Exercise materials below:

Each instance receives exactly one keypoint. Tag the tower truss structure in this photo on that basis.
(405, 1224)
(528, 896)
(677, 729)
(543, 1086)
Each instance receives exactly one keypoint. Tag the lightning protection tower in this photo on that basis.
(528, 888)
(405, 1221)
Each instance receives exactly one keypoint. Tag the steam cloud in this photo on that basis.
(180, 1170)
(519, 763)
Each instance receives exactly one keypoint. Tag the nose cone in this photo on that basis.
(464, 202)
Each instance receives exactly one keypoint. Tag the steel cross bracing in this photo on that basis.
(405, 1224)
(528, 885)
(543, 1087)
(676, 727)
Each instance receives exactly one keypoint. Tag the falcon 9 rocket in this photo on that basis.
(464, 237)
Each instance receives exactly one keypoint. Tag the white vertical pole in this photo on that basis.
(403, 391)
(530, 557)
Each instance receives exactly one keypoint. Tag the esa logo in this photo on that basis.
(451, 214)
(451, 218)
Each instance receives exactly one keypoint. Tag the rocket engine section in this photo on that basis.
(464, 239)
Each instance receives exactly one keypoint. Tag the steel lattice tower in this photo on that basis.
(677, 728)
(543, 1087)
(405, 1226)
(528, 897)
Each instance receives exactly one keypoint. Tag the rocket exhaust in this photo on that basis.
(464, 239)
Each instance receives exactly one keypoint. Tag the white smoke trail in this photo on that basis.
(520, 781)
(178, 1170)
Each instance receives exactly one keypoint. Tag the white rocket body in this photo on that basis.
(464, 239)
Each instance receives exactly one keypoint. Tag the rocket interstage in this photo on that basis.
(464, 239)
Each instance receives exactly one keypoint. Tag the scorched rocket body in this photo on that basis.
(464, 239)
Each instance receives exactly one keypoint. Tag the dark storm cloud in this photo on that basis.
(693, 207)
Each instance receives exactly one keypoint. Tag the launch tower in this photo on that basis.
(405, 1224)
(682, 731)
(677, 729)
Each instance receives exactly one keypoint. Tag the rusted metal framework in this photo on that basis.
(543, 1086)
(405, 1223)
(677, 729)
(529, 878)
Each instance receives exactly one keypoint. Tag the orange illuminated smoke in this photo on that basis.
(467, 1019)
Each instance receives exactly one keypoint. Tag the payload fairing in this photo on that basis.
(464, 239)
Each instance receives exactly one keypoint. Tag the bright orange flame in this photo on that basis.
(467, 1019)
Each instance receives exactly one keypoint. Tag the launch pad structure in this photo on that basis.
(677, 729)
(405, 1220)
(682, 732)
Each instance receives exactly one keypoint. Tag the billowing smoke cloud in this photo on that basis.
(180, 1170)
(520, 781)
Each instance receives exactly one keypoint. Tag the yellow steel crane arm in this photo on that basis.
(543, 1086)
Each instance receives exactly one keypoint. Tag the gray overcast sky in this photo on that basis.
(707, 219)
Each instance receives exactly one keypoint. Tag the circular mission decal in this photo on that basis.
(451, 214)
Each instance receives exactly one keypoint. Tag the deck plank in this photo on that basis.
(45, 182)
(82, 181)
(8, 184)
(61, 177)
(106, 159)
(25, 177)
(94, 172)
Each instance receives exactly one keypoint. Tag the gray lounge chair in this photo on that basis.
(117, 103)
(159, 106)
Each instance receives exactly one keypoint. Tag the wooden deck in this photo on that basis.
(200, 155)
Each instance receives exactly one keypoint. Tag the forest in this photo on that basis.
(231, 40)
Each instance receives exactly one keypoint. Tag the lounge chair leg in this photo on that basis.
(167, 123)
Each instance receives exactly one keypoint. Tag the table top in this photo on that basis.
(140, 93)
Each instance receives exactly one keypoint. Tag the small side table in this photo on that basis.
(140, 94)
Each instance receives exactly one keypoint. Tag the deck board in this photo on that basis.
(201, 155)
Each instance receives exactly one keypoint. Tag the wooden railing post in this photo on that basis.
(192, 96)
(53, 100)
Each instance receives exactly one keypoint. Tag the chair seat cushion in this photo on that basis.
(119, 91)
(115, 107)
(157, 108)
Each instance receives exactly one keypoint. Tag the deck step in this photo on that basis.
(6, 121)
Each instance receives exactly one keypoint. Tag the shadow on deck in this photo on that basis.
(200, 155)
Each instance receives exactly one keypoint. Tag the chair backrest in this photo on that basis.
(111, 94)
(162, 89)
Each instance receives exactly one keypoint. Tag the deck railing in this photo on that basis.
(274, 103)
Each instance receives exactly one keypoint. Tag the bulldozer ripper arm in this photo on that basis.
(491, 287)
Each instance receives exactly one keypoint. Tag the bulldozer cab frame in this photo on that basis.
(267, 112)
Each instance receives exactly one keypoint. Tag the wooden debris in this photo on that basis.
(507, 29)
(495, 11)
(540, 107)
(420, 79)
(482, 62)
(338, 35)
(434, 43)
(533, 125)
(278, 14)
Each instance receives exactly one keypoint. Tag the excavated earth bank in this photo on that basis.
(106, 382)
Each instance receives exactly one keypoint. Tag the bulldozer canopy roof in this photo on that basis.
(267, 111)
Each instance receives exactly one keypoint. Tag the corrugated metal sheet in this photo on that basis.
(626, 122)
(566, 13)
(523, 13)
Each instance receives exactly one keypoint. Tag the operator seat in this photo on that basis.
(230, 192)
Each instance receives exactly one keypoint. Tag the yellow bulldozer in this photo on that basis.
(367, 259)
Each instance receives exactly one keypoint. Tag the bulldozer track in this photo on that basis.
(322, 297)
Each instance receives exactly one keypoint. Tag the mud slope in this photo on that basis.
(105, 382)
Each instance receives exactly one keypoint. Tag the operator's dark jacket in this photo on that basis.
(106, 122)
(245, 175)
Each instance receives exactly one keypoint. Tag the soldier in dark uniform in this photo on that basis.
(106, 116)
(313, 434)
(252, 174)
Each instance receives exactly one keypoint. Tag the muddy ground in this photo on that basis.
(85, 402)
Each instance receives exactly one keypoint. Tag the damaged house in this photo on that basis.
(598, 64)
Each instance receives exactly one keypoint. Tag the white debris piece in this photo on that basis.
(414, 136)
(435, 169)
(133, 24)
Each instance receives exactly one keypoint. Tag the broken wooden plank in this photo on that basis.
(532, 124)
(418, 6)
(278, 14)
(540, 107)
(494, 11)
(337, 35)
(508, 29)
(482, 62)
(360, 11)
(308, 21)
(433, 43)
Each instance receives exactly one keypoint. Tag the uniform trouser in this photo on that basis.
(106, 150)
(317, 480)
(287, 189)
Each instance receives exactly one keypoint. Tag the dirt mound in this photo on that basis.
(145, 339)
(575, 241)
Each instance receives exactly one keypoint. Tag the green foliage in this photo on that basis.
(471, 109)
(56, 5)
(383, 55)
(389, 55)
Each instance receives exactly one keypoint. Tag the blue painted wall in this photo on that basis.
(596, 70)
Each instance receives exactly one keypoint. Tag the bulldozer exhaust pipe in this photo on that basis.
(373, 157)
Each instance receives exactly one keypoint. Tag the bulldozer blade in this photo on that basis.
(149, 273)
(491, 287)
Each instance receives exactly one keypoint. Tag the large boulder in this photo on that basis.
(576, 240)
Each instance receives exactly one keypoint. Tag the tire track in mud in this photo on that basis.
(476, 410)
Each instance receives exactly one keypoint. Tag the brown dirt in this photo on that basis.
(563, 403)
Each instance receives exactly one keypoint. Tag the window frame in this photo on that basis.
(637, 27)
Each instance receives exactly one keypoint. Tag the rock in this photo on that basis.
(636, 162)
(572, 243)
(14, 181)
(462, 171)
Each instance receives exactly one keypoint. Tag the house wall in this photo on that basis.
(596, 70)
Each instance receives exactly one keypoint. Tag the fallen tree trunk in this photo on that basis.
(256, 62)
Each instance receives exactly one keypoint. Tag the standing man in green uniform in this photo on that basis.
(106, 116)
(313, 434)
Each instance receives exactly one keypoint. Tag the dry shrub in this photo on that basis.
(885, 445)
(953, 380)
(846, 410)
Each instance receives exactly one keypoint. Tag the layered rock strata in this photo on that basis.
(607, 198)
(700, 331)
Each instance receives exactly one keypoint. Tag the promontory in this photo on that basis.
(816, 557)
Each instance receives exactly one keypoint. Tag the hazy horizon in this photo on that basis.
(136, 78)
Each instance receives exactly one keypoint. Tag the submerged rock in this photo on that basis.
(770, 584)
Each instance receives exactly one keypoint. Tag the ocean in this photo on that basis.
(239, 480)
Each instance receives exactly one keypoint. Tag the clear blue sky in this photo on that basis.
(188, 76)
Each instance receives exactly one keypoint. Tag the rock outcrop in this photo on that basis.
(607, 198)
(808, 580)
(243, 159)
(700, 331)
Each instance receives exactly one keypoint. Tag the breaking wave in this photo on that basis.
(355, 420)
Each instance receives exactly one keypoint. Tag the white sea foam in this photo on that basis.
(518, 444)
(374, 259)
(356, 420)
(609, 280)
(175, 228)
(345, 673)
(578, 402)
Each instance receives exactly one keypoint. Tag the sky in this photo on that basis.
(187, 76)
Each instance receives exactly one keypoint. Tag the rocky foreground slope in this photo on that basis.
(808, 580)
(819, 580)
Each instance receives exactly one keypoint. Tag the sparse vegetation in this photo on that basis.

End of Exercise materials.

**Problem to solve:** For this exercise, reproduce exactly each line from the one containing "Each instance receives exactly one keypoint. Tag the breaking" through the last line of the data, and no others.

**Reply:**
Each instance receives exactly one keypoint. Tag the breaking wave in this photo on that basis.
(355, 420)
Each instance receives exactly one keypoint. Tag the white sea foam in this photo on that basis.
(518, 444)
(374, 259)
(356, 420)
(609, 280)
(175, 228)
(345, 673)
(578, 402)
Each instance receives exactly one keypoint. Tag the sky in this photo on that basis.
(187, 76)
Each instance receives exactly one keypoint. Tag the rocky foreground slope in this photo on that basis.
(808, 580)
(819, 580)
Each instance receives exactly one keypoint. Tag the sparse vegetation in this photo on that basis.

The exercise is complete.